Required task – Rewrite each of the following rows with "Localize" changed to "Locate", leaving everything else as it stands.

============================================================

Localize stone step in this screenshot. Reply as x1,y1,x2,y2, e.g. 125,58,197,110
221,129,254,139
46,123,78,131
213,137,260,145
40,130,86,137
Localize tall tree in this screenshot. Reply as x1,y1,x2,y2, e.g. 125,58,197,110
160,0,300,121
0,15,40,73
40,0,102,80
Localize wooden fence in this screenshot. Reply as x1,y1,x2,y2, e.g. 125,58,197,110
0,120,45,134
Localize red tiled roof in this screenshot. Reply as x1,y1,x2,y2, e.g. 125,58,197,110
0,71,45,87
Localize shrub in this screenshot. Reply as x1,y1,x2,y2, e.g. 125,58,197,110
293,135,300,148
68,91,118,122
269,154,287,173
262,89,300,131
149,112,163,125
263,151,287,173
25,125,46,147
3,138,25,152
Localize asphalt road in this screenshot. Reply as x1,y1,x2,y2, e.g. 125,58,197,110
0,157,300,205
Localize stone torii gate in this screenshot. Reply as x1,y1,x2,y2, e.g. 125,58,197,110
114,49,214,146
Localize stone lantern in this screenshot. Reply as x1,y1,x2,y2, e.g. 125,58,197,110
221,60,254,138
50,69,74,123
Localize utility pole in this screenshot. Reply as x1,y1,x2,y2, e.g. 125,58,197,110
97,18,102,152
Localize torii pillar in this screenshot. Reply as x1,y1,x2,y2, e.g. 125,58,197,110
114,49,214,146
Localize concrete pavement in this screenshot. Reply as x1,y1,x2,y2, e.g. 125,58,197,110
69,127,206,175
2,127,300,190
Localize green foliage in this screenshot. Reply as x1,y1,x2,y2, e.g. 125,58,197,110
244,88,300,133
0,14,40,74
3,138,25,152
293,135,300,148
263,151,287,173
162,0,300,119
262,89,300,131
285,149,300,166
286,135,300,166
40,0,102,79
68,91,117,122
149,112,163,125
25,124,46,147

============================================================

Result for this task –
Locate stone step in this screenshot. Reply as x1,y1,x2,y2, e.g. 125,58,197,110
221,129,254,139
46,123,78,131
213,137,260,145
40,130,86,137
Locate tall tree in this screenshot. Reply as x1,y1,x2,y2, e.g. 125,58,197,110
160,0,300,121
0,15,40,73
40,0,102,80
Locate wooden fence in this screenshot. Reply as x1,y1,x2,y2, e.g. 125,58,197,110
0,120,45,134
Locate red tiled roof in this screenshot. Reply as x1,y1,x2,y2, e.g. 125,58,197,110
0,71,45,87
Locate shrub in this screenshot. Reply as x1,y1,x2,y2, e.g. 125,58,197,110
293,135,300,148
68,91,118,122
269,154,287,173
262,89,300,131
149,112,163,125
263,151,287,173
25,125,46,147
3,138,25,152
Locate asphalt road in this screenshot. Reply as x1,y1,x2,y2, e.g. 125,58,197,110
0,157,300,205
Locate stone torii gate in this screenshot. Reply as x1,y1,x2,y2, e.g. 125,58,197,110
114,49,214,146
Locate stone lantern in this screenshot. Reply as x1,y1,x2,y2, e.g. 125,58,197,110
221,60,254,138
50,69,74,123
Locate utility pole in this screenshot. Reply as x1,y1,x2,y2, e.g. 125,58,197,110
97,18,102,152
Locate torii pillar in this screenshot. Reply as x1,y1,x2,y2, e.g. 125,58,197,110
114,49,214,146
Locate concrete pavement in this screenshot. Reply as x1,y1,x2,y2, e.g. 125,58,197,110
69,127,206,175
2,127,300,190
Locate green foliage in this screenshot. Reply as x1,y1,x2,y2, e.g. 125,58,197,110
244,88,300,133
0,14,40,74
3,138,25,152
293,135,300,148
263,151,287,173
162,0,300,119
262,89,300,131
285,149,300,166
286,135,300,166
40,0,102,79
68,91,117,122
149,112,163,125
25,124,46,147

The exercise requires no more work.